▶ **Directions for this task**
The answer must be an exact copy of the lines from the one holding "The resolver MUST return, for each instance of the amber" through the final line of the entries, and nothing else.

(Natural-language object grounding data)
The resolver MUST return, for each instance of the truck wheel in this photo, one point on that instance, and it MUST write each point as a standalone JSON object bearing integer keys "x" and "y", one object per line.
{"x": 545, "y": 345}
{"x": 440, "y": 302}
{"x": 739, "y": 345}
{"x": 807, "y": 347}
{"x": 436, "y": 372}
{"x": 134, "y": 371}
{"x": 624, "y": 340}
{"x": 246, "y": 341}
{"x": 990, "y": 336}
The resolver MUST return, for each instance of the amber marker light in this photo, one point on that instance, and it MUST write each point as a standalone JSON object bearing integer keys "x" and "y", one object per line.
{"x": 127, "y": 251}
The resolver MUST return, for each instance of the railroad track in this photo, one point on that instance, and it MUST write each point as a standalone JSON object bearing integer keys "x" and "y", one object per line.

▶ **Worked solution**
The resolver MUST return, for each instance of the amber marker light in this photo, one point on that instance, and it MUST write each point as a standalone JSON object bearing integer keys "x" and "y", one object per line.
{"x": 127, "y": 251}
The resolver MUST return, for each instance of the railroad track in this photo, one point on that instance, and it MUST write each point as a standalone JSON object bearing integer keys "x" and "y", one object per line.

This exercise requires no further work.